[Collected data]
-- Start --
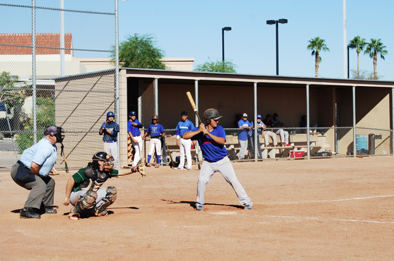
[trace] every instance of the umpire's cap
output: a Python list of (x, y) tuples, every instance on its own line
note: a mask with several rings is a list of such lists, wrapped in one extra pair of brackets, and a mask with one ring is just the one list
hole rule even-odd
[(204, 118), (205, 119), (213, 119), (217, 120), (220, 119), (222, 116), (219, 115), (219, 112), (215, 109), (208, 109), (204, 112)]

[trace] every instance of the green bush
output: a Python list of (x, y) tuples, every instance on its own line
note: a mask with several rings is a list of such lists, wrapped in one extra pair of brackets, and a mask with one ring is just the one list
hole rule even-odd
[[(44, 130), (48, 126), (55, 125), (55, 98), (40, 97), (37, 98), (37, 138), (41, 139)], [(19, 152), (33, 146), (33, 119), (26, 117), (22, 122), (23, 132), (16, 137)]]

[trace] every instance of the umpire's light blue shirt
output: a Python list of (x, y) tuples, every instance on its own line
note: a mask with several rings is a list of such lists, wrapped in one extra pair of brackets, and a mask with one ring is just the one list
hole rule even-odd
[(32, 163), (39, 165), (39, 173), (42, 176), (48, 176), (58, 159), (58, 147), (52, 145), (45, 138), (25, 150), (19, 160), (25, 166), (30, 168)]

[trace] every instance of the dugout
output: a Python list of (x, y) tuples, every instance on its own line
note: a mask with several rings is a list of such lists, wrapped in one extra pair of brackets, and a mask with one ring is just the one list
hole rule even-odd
[[(114, 70), (105, 71), (106, 81), (110, 82), (110, 77), (114, 76)], [(56, 78), (56, 89), (58, 86), (72, 86), (72, 82), (80, 81), (82, 78), (85, 81), (91, 78), (90, 85), (84, 88), (94, 90), (95, 83), (97, 85), (102, 81), (98, 78), (103, 74), (99, 72)], [(113, 92), (112, 84), (108, 82), (103, 89), (100, 85), (100, 90)], [(328, 128), (324, 142), (328, 142), (327, 140), (331, 142), (334, 136), (335, 138), (349, 141), (337, 144), (335, 148), (337, 153), (346, 154), (355, 147), (353, 144), (355, 127), (386, 131), (393, 129), (394, 88), (394, 82), (389, 81), (121, 68), (120, 116), (116, 120), (121, 128), (120, 164), (126, 165), (127, 163), (127, 121), (130, 111), (137, 112), (137, 118), (145, 128), (150, 123), (152, 115), (157, 114), (164, 129), (174, 129), (180, 120), (180, 112), (183, 110), (189, 112), (189, 119), (196, 124), (197, 119), (186, 95), (188, 91), (195, 98), (200, 115), (209, 108), (218, 109), (223, 116), (220, 124), (225, 128), (233, 128), (238, 113), (246, 112), (249, 120), (255, 121), (257, 114), (263, 117), (267, 113), (272, 115), (276, 112), (286, 127), (299, 127), (301, 116), (308, 115), (311, 124)], [(105, 113), (108, 108), (115, 110), (114, 96), (114, 103), (110, 101), (112, 95), (111, 93), (106, 96), (105, 106), (97, 99), (89, 105), (91, 111), (97, 113), (90, 115), (92, 122), (86, 123), (84, 130), (98, 130), (105, 121)], [(57, 98), (60, 98), (60, 96)], [(68, 99), (68, 105), (70, 102)], [(57, 100), (57, 111), (61, 106), (61, 102)], [(69, 115), (67, 120), (70, 122)], [(89, 121), (87, 118), (86, 121)], [(61, 125), (62, 122), (59, 123)], [(347, 128), (338, 134), (329, 129), (333, 127)], [(386, 149), (385, 153), (391, 155), (392, 138), (391, 132), (386, 132), (382, 142), (389, 144), (389, 149), (388, 151)], [(98, 141), (101, 140), (98, 134)], [(332, 150), (333, 148), (330, 149)]]

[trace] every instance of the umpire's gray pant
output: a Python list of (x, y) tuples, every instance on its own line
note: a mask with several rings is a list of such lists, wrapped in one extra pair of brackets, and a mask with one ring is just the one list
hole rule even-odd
-- End --
STATED EXERCISE:
Rewrite the stretch from the start of the records through the line containing "166), (30, 168)]", requests included, raising every coordinate in the answers by 116. Leave the pictures out.

EXERCISE OUTPUT:
[trace] every instance of the umpire's cap
output: a Python list of (x, y) tuples, every instance on its own line
note: a mask with several rings is a list of such lists, wrapped in one extra pair of brackets, and a mask with one ring is just the one list
hole rule even-odd
[(320, 234), (321, 235), (329, 235), (333, 236), (336, 235), (338, 232), (335, 231), (335, 228), (331, 225), (324, 225), (320, 228)]

[trace] every instance of the green bush
output: a Python list of (x, y) tuples, every instance on its own line
note: a mask with several rings is a list of such lists, wrapped in one extra pair of brackets, and a mask with one ring is just the one list
hole rule even-odd
[[(160, 246), (164, 242), (171, 241), (171, 214), (156, 213), (153, 214), (153, 254), (157, 255)], [(135, 268), (149, 262), (149, 235), (142, 233), (138, 238), (139, 248), (132, 253)]]

[trace] every instance of the umpire's light blue shirt
output: a Python list of (x, y) tuples, every instance on its own line
note: a mask with several rings is a list of such lists, wrapped in one extra pair of brackets, and a mask with one ring is just the one list
hole rule even-odd
[(148, 279), (155, 281), (155, 289), (158, 292), (164, 292), (174, 275), (174, 263), (168, 261), (161, 254), (141, 266), (135, 276), (141, 282), (146, 284)]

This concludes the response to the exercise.